Gather each line of the records below that contains the string "cumulus", treating uppercase and lowercase as different.
--- Start of The data ---
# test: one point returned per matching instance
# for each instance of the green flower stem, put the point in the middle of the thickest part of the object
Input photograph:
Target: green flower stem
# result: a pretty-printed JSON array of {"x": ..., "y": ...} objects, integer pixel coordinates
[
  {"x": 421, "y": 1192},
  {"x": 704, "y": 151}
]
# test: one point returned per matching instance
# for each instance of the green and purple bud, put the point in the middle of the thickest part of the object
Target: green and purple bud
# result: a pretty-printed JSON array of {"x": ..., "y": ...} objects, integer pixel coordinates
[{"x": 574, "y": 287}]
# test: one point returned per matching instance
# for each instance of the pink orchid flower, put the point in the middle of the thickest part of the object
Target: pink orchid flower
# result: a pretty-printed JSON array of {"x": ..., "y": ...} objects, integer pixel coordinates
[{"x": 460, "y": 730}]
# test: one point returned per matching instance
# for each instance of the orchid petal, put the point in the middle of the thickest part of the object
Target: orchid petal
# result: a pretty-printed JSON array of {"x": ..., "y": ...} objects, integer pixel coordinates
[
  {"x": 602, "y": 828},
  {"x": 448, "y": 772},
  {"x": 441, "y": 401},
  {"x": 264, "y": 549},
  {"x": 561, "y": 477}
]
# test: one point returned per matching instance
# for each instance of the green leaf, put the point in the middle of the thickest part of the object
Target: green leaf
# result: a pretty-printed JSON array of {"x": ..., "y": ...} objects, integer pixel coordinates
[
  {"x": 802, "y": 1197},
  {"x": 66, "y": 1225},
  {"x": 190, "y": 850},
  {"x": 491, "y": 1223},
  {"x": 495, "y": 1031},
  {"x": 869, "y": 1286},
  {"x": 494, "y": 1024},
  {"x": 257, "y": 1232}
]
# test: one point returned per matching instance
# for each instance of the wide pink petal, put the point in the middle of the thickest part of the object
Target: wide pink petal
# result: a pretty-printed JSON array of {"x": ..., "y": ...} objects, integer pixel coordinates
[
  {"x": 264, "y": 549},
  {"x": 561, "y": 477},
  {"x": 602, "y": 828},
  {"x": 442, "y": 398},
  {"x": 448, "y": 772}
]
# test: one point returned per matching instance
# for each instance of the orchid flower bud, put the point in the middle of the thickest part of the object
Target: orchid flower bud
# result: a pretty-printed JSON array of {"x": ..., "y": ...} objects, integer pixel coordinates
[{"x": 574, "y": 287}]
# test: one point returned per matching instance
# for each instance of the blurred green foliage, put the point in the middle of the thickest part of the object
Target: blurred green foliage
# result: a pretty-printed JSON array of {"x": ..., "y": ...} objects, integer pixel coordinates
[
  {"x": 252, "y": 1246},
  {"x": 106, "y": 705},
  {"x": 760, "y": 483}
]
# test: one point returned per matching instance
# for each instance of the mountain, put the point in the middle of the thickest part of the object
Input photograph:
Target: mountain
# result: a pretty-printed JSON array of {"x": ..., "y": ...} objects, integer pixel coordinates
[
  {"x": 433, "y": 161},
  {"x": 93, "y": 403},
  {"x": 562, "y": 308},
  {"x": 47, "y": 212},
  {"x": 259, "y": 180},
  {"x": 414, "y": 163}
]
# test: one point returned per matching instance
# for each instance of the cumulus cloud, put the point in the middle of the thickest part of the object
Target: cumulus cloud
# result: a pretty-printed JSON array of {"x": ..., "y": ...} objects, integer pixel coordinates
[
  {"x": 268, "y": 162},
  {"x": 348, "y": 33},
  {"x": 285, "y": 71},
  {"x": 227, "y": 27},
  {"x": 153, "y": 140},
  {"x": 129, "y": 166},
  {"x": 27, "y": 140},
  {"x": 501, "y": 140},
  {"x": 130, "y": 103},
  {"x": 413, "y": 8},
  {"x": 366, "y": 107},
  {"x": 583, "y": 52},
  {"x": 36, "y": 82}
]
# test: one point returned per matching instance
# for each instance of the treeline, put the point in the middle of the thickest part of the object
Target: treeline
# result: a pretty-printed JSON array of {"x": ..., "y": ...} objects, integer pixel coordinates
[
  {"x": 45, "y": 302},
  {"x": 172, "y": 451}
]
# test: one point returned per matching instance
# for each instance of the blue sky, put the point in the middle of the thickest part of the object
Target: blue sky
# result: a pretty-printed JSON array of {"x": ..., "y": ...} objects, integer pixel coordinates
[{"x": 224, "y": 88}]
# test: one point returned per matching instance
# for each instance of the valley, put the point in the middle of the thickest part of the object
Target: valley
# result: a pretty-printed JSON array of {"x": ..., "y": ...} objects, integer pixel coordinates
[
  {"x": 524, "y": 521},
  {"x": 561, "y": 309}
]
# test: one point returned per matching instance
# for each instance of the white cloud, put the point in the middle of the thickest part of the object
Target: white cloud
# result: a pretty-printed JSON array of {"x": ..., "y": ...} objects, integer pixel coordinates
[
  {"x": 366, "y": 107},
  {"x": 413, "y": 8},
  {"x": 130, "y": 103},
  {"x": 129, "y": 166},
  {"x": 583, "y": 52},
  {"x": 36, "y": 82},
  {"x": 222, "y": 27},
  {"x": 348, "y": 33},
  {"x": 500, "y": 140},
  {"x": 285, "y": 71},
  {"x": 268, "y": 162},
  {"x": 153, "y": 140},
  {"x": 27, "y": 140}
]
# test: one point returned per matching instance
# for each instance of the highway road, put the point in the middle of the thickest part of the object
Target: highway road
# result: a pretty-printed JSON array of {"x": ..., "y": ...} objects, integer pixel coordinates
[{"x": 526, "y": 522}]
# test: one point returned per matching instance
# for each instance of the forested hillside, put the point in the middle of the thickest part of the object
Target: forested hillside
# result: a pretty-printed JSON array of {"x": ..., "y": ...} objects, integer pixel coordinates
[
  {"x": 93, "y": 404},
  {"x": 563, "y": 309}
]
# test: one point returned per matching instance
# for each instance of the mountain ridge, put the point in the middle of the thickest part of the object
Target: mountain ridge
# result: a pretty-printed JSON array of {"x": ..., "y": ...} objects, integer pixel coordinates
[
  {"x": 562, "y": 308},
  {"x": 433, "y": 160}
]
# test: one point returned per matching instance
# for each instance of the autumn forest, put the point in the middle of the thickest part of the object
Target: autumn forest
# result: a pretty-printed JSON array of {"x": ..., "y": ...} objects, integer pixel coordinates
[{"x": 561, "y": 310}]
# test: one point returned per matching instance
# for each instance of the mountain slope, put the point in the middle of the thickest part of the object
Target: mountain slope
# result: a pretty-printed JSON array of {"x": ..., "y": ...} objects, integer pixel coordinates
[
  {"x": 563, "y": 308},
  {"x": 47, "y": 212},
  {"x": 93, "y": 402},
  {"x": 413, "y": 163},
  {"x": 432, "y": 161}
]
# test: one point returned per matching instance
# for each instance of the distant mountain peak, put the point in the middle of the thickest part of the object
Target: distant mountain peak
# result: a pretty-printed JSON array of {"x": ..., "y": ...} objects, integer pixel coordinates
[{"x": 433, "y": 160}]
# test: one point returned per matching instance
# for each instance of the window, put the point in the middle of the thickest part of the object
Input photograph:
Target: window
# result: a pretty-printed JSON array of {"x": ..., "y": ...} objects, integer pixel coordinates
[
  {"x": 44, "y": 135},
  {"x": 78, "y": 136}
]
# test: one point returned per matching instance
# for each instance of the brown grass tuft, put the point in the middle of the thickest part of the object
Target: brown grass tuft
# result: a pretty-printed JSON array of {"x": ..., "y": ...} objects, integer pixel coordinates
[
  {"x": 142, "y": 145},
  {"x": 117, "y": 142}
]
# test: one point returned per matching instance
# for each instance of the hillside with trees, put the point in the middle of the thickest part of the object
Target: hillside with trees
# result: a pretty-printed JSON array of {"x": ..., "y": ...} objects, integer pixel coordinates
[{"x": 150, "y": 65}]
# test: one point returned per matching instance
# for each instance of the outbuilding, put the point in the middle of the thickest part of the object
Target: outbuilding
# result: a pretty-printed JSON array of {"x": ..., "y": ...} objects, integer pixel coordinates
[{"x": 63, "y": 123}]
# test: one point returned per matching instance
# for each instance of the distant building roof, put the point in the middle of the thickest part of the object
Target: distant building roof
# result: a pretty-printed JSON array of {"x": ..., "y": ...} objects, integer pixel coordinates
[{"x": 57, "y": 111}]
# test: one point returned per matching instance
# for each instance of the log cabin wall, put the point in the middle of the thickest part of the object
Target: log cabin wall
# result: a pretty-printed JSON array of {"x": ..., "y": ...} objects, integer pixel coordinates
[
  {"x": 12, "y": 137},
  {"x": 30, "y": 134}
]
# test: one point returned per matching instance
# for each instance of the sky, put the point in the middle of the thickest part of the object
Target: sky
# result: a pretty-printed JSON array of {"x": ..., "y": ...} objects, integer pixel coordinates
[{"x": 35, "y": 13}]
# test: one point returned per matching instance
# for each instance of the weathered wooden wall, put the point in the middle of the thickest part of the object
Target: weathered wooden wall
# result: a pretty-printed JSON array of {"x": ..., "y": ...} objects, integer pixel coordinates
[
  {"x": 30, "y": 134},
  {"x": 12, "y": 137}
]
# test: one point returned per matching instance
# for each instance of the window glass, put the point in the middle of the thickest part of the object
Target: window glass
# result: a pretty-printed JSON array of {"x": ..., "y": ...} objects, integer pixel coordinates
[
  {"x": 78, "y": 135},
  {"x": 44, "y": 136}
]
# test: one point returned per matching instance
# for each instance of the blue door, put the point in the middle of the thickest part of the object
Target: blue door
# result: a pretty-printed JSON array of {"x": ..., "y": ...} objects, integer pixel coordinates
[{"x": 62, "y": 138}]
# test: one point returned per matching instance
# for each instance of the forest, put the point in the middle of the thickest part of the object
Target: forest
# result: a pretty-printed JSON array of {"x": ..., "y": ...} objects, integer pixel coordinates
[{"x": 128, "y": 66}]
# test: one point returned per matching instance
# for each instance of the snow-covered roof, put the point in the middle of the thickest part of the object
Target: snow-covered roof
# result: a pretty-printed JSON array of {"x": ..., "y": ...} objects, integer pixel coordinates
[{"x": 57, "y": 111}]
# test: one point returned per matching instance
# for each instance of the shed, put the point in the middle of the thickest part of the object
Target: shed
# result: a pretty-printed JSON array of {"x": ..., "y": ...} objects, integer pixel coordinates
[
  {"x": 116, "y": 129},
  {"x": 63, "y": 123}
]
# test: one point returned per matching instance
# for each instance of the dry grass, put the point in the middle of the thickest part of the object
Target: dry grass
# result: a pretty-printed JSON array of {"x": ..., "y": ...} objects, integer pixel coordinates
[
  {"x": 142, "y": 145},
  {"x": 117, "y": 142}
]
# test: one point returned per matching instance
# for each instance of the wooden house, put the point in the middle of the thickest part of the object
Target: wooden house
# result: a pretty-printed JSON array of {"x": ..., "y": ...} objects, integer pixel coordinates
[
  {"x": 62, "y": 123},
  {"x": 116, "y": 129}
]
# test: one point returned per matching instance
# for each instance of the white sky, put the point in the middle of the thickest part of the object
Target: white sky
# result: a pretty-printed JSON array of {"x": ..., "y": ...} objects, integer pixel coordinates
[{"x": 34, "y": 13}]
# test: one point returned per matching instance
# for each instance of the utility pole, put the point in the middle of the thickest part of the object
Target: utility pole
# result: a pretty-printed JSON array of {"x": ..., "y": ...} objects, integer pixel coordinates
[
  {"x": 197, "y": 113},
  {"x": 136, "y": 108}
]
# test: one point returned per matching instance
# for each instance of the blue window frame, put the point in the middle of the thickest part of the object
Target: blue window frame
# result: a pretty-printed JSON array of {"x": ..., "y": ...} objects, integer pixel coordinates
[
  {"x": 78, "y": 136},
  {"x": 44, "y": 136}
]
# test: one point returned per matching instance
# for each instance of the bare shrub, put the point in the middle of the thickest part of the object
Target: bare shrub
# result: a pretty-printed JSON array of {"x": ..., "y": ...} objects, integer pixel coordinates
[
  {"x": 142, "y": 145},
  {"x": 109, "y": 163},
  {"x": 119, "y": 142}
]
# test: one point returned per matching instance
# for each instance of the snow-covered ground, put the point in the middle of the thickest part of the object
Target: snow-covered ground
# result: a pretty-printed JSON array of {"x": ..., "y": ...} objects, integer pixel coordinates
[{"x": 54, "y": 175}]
--- End of The data ---
### Answer to this problem
# for each instance of the cumulus cloud, put the point in the middle of the thickest part of the object
Target: cumulus cloud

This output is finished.